» Dataset entries:

■ ■ ■ ■

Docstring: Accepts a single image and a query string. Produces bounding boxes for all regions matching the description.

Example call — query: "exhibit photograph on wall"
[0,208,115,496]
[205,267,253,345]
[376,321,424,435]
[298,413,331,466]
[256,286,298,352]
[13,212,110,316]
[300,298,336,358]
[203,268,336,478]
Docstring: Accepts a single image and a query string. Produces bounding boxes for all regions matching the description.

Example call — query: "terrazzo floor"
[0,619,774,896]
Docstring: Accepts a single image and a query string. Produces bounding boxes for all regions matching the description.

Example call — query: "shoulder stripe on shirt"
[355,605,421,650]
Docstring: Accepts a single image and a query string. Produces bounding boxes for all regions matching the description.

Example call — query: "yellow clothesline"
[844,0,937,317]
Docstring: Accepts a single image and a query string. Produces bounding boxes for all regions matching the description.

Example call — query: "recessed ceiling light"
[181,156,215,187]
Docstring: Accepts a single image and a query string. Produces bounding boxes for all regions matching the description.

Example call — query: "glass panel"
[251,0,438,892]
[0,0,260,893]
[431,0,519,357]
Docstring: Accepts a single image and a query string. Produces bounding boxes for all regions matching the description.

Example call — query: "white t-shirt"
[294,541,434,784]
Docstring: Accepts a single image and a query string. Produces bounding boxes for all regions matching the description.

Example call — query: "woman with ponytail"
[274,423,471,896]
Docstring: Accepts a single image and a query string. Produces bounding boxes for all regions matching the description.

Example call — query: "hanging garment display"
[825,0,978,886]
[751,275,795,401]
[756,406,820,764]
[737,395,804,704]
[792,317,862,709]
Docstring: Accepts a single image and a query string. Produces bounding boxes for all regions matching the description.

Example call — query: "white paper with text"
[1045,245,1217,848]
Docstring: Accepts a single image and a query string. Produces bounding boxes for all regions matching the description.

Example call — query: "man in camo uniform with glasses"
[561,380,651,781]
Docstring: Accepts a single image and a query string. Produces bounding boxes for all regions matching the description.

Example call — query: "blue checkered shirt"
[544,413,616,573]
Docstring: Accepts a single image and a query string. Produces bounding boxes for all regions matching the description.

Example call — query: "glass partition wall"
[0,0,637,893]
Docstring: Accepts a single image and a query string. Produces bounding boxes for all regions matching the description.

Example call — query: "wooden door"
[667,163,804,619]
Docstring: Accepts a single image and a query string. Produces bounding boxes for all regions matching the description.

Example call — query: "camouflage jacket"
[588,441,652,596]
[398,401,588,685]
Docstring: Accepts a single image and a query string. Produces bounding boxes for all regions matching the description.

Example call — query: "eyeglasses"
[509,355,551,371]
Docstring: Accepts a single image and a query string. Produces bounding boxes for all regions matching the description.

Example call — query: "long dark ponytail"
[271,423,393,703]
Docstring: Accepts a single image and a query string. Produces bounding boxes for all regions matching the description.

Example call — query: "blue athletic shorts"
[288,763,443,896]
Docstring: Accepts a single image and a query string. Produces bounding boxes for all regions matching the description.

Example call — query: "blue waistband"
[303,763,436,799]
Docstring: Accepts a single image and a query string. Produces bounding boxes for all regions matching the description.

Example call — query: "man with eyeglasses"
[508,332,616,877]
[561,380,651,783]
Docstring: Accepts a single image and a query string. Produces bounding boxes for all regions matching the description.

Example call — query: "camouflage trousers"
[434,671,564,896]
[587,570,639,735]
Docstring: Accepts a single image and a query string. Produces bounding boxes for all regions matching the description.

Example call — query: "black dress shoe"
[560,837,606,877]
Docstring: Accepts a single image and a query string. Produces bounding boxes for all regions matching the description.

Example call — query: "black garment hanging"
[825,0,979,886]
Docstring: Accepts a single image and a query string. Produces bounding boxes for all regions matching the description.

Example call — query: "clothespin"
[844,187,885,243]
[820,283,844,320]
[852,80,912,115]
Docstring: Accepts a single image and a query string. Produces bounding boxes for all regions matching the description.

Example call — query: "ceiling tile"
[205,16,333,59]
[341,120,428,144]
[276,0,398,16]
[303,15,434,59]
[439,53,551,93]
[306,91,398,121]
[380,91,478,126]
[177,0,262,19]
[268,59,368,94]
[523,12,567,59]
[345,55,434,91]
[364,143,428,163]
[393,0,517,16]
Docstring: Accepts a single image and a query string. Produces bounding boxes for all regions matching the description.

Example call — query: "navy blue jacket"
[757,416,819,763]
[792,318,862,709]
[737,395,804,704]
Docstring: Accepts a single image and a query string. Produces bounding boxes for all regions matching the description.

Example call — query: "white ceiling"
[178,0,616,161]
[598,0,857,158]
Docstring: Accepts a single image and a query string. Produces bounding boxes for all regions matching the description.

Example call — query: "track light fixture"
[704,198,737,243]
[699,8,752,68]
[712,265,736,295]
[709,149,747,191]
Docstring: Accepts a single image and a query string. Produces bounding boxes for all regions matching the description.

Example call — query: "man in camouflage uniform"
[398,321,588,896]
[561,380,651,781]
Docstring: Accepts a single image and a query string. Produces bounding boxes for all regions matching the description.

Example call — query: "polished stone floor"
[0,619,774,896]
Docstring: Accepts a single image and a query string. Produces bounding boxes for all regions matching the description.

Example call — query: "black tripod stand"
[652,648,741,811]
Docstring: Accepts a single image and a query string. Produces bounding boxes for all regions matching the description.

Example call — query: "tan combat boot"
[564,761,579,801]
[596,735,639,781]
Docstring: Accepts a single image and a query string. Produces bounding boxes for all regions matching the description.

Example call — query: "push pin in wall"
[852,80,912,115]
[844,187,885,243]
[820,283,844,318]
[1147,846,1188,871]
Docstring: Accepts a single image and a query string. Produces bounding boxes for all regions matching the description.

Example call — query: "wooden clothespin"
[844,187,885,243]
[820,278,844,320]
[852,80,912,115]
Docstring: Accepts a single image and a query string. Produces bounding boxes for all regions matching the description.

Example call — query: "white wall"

■ ■ ■ ■

Rewrite the entire listing, replacing "Docstring" with "Summary" everywhere and keeping the rest as it is.

» The answer:
Summary: Accepts a single image and a query string. Produces bounding boxes for all regions matching the description.

Example call — query: "exhibit photograph on wall"
[0,208,115,496]
[205,267,253,345]
[376,321,424,435]
[298,413,331,466]
[256,286,298,352]
[13,212,110,316]
[300,298,336,358]
[203,268,336,478]
Summary: Accepts a single image and a query string. Produces bounding boxes for all regions matching the description.

Example call — query: "terrazzo floor"
[0,619,774,896]
Summary: Accepts a single image and a query string. Produces bounding boxes for all regions matching the description.

Example call — query: "shoulder stripe on shirt"
[355,605,421,650]
Summary: Accepts a single image and a query string. Produces bounding boxes for all regions matching the description.

Example call — query: "yellow clothesline"
[844,0,937,317]
Summary: Accepts a single image and a query string. Produces bounding boxes for all regions matching the description.

Example call — query: "recessed ceiling light"
[181,156,215,187]
Summary: Accepts a single image and a query string. Produces bounding boxes for all regions matching the description.

Example call — query: "glass panel"
[251,0,438,892]
[0,0,260,893]
[431,0,519,357]
Summary: Accepts a single image and a query string. Produces bounding boxes for all regions matching the description.

Example call — query: "white t-shirt"
[294,541,434,784]
Summary: Accepts a single image and a query string. Produces bounding boxes for all regions matching the description.

Example call — query: "woman with ponytail"
[274,423,471,896]
Summary: Accepts a single image and a query string. Produces bounding boxes for all regions matching the description.

Example call — query: "hanging garment display"
[825,0,978,886]
[751,275,795,401]
[756,406,820,764]
[737,395,804,704]
[792,317,862,709]
Summary: Accepts a single image and a query string. Produces bounding boxes for all regions matching the description.

Example call — query: "white paper with text"
[1045,245,1217,848]
Summary: Accepts a single image and a query string. Produces bounding boxes for all regions matching the description.

Example call — query: "man in camo uniform with glasses"
[561,380,651,781]
Summary: Accepts a single image and a query string. Produces bounding boxes for all regions matching the description.

Example call — query: "blue checkered shirt"
[544,413,616,573]
Summary: Accepts a single image and a query string. Produces bounding boxes for all regions matching the description.

Example call — query: "glass partition wall"
[0,0,637,893]
Summary: Accepts a single image and a query string. Produces bounding boxes for all regions matching the description.

Example call — query: "wooden door"
[667,163,804,619]
Summary: Accepts a single image and a query string. Produces bounding boxes for all regions matching the description.

Example call — query: "camouflage jacket"
[588,441,652,596]
[398,401,588,685]
Summary: Accepts a single image and a query string. Produces bounding boxes for all regions matching the description.

Example call — query: "eyeglasses"
[509,355,551,371]
Summary: Accepts a single image and a query string. Produces bounding boxes for all regions matching the description.

Example call — query: "long dark ponytail"
[271,423,393,703]
Summary: Accepts a single image and a query string. Produces bounding boxes for all regions matching the description.

Example call — query: "blue athletic shorts"
[288,763,443,896]
Summary: Accepts a single image and a query string. Produces bounding boxes for all regions matching the description.

Example call — query: "blue waistband"
[303,763,436,799]
Summary: Accepts a single image and a query string. Produces bounding boxes for all regions matching the description.

Example call — query: "man with eyeglasses"
[508,332,616,877]
[561,380,651,783]
Summary: Accepts a single image and a query string. Produces bounding boxes for all regions matching the description.

Example call — query: "camouflage trousers"
[434,671,564,896]
[587,570,639,735]
Summary: Accepts a single image and a query string. Produces bounding boxes for all regions matching the description.

Example call — query: "black dress shoe"
[560,837,606,877]
Summary: Accepts a single image and a query string. Produces bounding boxes for all regions matching the description.

Example call — query: "black garment hanging"
[825,0,979,886]
Summary: Accepts a single image and a query string. Produces bounding boxes for all regions matching the description.

Example call — query: "clothespin"
[844,187,885,243]
[820,283,844,320]
[852,80,912,115]
Summary: Accepts a single image and a query string. Produces bounding boxes for all regions matching the description.

Example call — query: "ceiling tile"
[205,16,333,59]
[341,120,428,144]
[276,0,398,16]
[303,15,434,59]
[439,53,551,93]
[306,91,398,121]
[380,91,478,126]
[177,0,262,19]
[268,59,368,94]
[523,12,567,59]
[345,55,434,91]
[364,143,428,163]
[393,0,517,16]
Summary: Accepts a single image and a query string. Produces bounding boxes for all regions matching the description.

Example call — query: "navy blue jacket"
[757,416,819,763]
[792,318,862,709]
[737,395,804,704]
Summary: Accepts a single image and a query string. Produces bounding boxes for all regions matching the description.

Example call — query: "white ceiling"
[178,0,616,161]
[598,0,857,158]
Summary: Accepts a single image and a query string. Produces bounding boxes for all regions matching the description.

Example call — query: "track light fixture"
[704,198,737,243]
[699,8,752,68]
[712,265,736,295]
[709,149,747,191]
Summary: Accepts a single image and a query string. Produces bounding boxes for all regions matching the description.

Example call — query: "man in camouflage uniform"
[398,321,588,896]
[561,380,651,781]
Summary: Accepts a single image and a query string. Produces bounding boxes for all regions matching the description.

Example call — query: "polished stone floor"
[0,619,774,896]
Summary: Accepts a single image and a query string. Produces bounding boxes for all regions matching the description.

Example call — query: "black tripod stand"
[652,648,741,811]
Summary: Accepts a single image and a query string. Produces bounding boxes for all regions matching the description.

Example call — query: "tan combat boot"
[564,761,579,801]
[596,735,639,781]
Summary: Accepts a single image and a query string. Produces bounding boxes for all regions matching the description.

Example call — query: "push pin in wall"
[852,80,912,115]
[844,187,885,243]
[820,283,844,318]
[1147,846,1188,871]
Summary: Accepts a single image and a query string. Produces bounding boxes for all regions matching the description.

Example call — query: "wooden clothespin"
[844,187,885,243]
[820,278,844,320]
[852,80,912,115]
Summary: Accepts a single image and a query string. Produces bounding boxes for all regions matching the description.

Example call — query: "white wall"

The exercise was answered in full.